§ Requirement: Read the records below. Copy each line where the string "black" occurs.

§ Material shown:
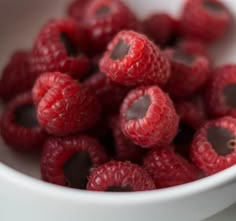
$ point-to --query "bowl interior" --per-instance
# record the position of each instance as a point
(18, 31)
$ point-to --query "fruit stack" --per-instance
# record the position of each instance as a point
(115, 103)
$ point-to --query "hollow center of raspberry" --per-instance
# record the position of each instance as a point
(212, 6)
(229, 93)
(139, 108)
(120, 50)
(183, 139)
(183, 58)
(70, 47)
(77, 169)
(104, 10)
(25, 116)
(221, 140)
(126, 188)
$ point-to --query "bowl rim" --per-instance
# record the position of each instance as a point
(39, 187)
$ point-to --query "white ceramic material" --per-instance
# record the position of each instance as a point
(25, 198)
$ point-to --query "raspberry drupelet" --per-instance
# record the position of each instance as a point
(76, 9)
(63, 106)
(220, 93)
(214, 145)
(103, 19)
(19, 126)
(148, 117)
(132, 59)
(206, 20)
(161, 28)
(192, 111)
(193, 115)
(168, 168)
(110, 94)
(189, 73)
(69, 161)
(17, 76)
(116, 176)
(59, 47)
(125, 150)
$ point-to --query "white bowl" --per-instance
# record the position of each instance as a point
(23, 197)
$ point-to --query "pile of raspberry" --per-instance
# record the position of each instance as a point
(115, 103)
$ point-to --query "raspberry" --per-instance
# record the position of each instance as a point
(69, 161)
(103, 19)
(118, 176)
(125, 150)
(109, 93)
(19, 127)
(58, 48)
(160, 27)
(213, 146)
(148, 117)
(64, 107)
(206, 20)
(220, 93)
(192, 111)
(76, 9)
(167, 168)
(189, 73)
(132, 59)
(183, 139)
(17, 76)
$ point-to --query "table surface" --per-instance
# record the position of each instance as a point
(227, 215)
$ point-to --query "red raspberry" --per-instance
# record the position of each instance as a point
(19, 126)
(168, 168)
(207, 20)
(213, 148)
(189, 73)
(132, 59)
(17, 76)
(183, 139)
(76, 9)
(220, 93)
(64, 107)
(192, 111)
(118, 176)
(58, 48)
(125, 150)
(109, 93)
(103, 19)
(148, 117)
(161, 28)
(69, 161)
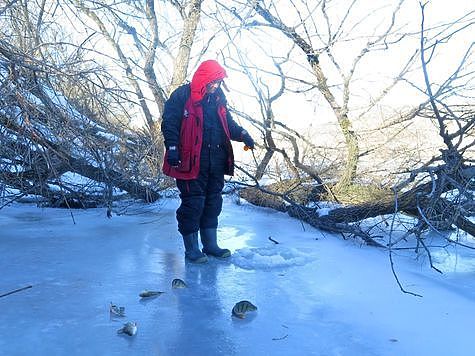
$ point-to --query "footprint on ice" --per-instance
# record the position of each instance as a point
(269, 257)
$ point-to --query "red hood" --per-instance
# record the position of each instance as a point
(207, 72)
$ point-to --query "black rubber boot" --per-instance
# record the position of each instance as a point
(209, 239)
(192, 249)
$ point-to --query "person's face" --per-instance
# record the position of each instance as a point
(213, 86)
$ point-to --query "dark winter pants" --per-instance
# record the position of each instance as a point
(201, 200)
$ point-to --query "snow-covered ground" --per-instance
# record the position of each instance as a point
(316, 293)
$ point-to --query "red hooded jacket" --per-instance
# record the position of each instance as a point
(182, 124)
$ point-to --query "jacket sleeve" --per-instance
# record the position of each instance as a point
(234, 129)
(172, 116)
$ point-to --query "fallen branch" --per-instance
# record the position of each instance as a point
(15, 291)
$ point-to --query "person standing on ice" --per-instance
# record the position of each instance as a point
(198, 129)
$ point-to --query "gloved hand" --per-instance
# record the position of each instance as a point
(247, 139)
(173, 157)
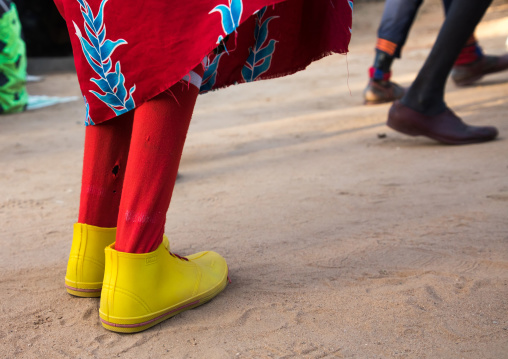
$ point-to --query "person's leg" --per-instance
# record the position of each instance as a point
(422, 110)
(144, 282)
(158, 137)
(426, 94)
(104, 164)
(398, 17)
(472, 64)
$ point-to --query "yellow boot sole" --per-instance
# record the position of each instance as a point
(142, 290)
(85, 268)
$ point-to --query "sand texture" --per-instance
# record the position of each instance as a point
(344, 238)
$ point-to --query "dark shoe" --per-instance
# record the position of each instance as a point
(382, 91)
(464, 75)
(445, 127)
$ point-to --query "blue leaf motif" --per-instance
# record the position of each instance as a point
(230, 15)
(236, 11)
(109, 98)
(92, 38)
(210, 75)
(88, 119)
(260, 56)
(97, 51)
(109, 46)
(99, 19)
(265, 52)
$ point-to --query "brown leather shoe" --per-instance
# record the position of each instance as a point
(445, 127)
(465, 75)
(378, 92)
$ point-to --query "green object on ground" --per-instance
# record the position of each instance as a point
(13, 94)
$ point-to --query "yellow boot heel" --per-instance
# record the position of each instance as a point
(85, 268)
(142, 290)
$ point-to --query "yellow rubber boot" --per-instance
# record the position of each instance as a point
(85, 269)
(142, 290)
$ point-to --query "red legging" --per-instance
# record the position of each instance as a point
(130, 167)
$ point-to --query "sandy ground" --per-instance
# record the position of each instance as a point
(342, 242)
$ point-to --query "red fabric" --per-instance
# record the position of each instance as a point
(164, 40)
(104, 163)
(158, 137)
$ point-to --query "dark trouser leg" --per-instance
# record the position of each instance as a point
(426, 94)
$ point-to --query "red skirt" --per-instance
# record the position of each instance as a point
(127, 52)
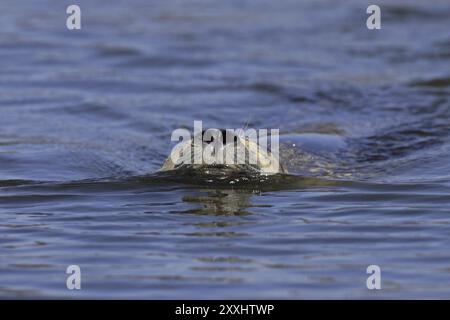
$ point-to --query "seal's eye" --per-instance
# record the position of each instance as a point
(233, 137)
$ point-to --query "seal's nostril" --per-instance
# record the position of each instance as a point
(224, 133)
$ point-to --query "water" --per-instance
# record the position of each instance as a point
(86, 118)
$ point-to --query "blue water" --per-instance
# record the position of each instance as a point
(86, 118)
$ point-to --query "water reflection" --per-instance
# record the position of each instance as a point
(218, 202)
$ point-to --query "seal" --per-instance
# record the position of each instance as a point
(305, 154)
(191, 156)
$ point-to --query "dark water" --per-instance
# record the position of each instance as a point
(86, 117)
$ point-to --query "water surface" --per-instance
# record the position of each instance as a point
(86, 118)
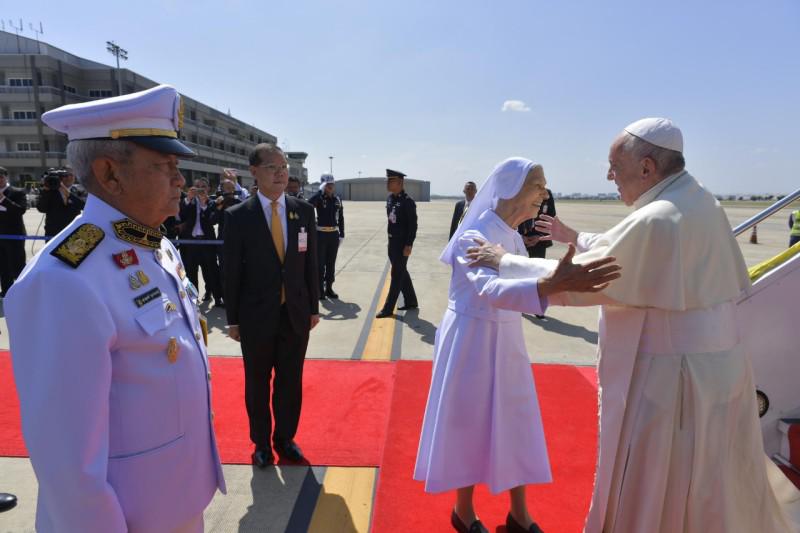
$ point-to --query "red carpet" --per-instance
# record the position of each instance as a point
(370, 414)
(345, 411)
(569, 411)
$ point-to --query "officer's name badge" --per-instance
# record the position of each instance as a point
(133, 232)
(172, 350)
(78, 245)
(138, 280)
(126, 258)
(148, 296)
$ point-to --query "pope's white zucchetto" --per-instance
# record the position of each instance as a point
(658, 131)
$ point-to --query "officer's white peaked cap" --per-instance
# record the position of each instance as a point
(150, 118)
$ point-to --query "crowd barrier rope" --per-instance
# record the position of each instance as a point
(174, 241)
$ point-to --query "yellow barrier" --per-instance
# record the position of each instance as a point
(762, 268)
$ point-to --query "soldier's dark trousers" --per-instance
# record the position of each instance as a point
(401, 280)
(12, 261)
(327, 248)
(201, 256)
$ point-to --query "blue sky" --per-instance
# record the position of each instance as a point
(419, 86)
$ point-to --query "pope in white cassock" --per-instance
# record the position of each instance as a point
(680, 442)
(482, 421)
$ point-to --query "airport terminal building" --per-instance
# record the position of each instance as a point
(36, 77)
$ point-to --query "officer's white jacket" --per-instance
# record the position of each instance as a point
(119, 436)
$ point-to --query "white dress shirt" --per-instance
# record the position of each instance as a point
(266, 205)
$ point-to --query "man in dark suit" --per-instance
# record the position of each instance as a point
(470, 190)
(197, 216)
(59, 201)
(272, 293)
(12, 252)
(401, 212)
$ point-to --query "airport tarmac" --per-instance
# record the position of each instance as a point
(348, 330)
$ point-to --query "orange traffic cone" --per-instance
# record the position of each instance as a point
(754, 235)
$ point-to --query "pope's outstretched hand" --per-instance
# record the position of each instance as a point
(593, 276)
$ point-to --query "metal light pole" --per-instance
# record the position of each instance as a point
(119, 53)
(17, 30)
(38, 33)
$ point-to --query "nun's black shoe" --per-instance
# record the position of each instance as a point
(513, 527)
(476, 527)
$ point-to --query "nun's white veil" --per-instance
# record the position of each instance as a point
(504, 182)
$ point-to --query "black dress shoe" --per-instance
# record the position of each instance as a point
(289, 450)
(7, 501)
(513, 527)
(262, 458)
(475, 527)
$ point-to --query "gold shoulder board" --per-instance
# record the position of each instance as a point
(78, 244)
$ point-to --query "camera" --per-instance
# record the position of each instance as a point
(52, 178)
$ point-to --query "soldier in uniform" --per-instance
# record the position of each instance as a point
(330, 233)
(114, 382)
(402, 228)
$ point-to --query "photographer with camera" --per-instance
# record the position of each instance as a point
(228, 197)
(197, 218)
(12, 251)
(58, 200)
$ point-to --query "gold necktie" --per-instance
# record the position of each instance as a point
(277, 239)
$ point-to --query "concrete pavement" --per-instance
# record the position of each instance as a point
(284, 499)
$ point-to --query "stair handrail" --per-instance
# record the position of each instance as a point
(766, 213)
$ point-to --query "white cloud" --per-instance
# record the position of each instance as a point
(515, 105)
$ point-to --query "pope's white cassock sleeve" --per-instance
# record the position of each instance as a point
(675, 386)
(66, 407)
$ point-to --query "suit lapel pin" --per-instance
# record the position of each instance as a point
(172, 350)
(134, 282)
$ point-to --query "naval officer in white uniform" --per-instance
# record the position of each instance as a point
(106, 340)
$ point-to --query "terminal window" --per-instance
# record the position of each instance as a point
(24, 115)
(27, 147)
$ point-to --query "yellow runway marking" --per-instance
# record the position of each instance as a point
(345, 501)
(379, 343)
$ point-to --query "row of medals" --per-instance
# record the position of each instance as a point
(139, 279)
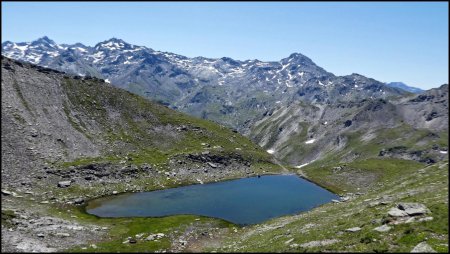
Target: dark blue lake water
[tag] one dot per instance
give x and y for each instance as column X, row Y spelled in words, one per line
column 243, row 201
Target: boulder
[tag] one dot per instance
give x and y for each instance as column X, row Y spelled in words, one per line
column 78, row 201
column 423, row 247
column 413, row 208
column 319, row 243
column 354, row 229
column 212, row 165
column 383, row 228
column 395, row 212
column 64, row 184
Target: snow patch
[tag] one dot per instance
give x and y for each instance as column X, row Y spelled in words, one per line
column 301, row 166
column 310, row 141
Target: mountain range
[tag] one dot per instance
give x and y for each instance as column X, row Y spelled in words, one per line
column 70, row 134
column 231, row 92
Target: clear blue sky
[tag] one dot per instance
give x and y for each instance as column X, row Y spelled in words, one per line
column 387, row 41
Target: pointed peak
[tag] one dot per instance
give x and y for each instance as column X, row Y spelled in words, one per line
column 298, row 58
column 46, row 40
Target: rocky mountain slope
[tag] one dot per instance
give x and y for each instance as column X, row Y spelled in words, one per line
column 414, row 127
column 405, row 87
column 231, row 92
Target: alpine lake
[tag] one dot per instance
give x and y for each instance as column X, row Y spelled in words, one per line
column 243, row 201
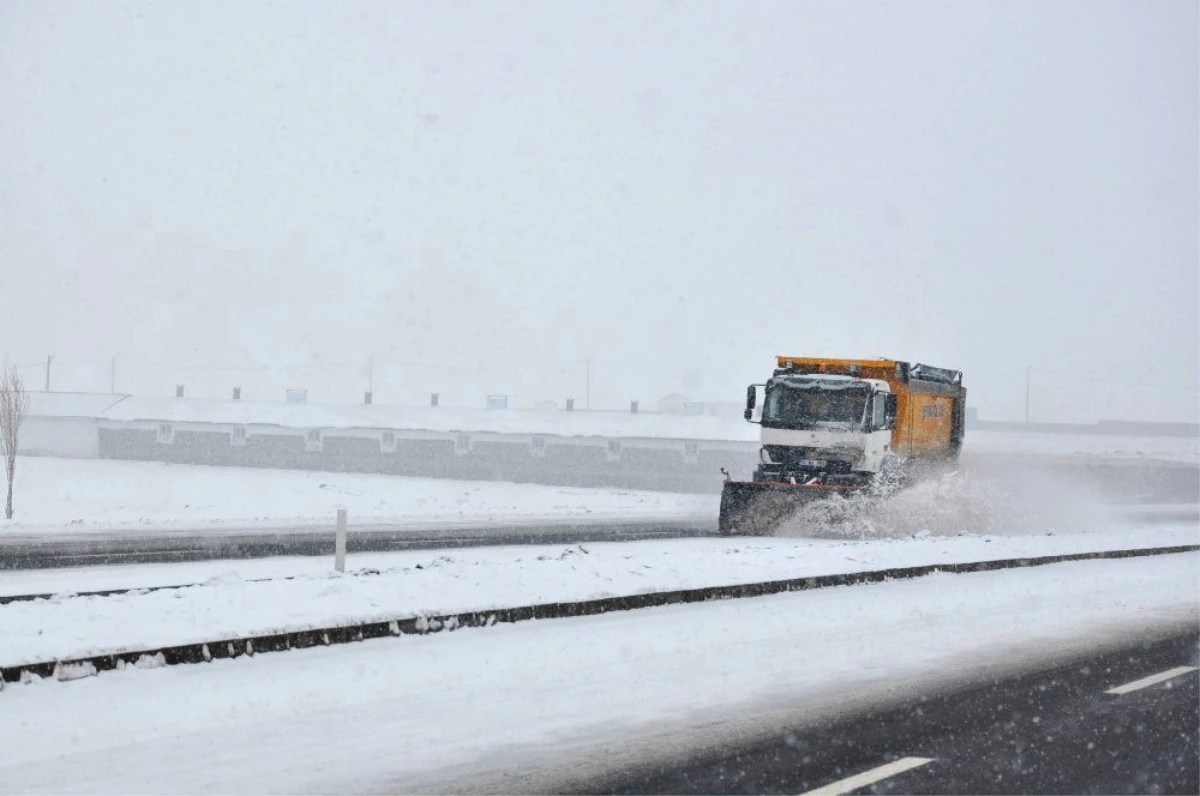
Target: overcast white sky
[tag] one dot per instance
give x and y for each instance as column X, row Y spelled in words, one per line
column 484, row 195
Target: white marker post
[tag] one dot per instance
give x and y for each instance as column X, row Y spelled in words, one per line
column 340, row 543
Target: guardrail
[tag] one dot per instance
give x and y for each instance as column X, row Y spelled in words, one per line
column 237, row 647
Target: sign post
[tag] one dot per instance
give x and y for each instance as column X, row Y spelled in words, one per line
column 340, row 543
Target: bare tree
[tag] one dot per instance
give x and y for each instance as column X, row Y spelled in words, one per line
column 13, row 408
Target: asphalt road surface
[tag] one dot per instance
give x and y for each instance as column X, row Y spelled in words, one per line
column 1122, row 723
column 30, row 551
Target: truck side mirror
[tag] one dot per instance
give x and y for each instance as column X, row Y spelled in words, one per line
column 753, row 401
column 889, row 411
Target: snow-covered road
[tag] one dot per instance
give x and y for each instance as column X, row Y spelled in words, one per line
column 514, row 705
column 305, row 593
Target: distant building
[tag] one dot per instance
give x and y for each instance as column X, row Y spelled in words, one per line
column 672, row 404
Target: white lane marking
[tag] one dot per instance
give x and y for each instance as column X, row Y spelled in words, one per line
column 1153, row 680
column 868, row 777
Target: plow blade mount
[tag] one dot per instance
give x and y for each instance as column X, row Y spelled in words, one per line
column 757, row 508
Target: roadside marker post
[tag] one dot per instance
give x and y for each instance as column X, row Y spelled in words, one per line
column 340, row 543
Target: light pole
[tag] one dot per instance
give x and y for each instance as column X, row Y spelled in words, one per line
column 1029, row 371
column 587, row 391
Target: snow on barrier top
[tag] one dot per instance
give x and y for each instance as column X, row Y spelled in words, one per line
column 651, row 425
column 417, row 418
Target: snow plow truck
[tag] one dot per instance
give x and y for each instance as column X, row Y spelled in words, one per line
column 840, row 426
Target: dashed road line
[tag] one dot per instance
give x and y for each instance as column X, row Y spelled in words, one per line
column 1153, row 680
column 869, row 777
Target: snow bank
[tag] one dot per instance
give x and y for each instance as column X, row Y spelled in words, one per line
column 385, row 586
column 480, row 711
column 76, row 495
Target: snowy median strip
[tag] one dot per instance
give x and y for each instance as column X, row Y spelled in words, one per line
column 22, row 668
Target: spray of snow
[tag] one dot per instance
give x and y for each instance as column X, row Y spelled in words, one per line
column 958, row 503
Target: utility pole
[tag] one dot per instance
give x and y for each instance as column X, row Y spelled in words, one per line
column 1029, row 371
column 587, row 391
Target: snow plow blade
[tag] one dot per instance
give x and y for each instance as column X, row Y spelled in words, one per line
column 759, row 508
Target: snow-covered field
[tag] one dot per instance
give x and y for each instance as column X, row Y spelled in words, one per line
column 513, row 706
column 79, row 495
column 305, row 593
column 1089, row 446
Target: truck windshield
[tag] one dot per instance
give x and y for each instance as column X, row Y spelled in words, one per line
column 814, row 407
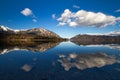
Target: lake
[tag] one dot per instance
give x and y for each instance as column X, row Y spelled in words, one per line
column 60, row 61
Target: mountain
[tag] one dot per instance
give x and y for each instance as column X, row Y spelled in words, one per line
column 35, row 33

§ Result of the task:
$ point-to --query "black rubber boot" --per-instance
$ point-to --query "nun's black shoe" --per-instance
$ point-to --query "black dress shoe" --per-instance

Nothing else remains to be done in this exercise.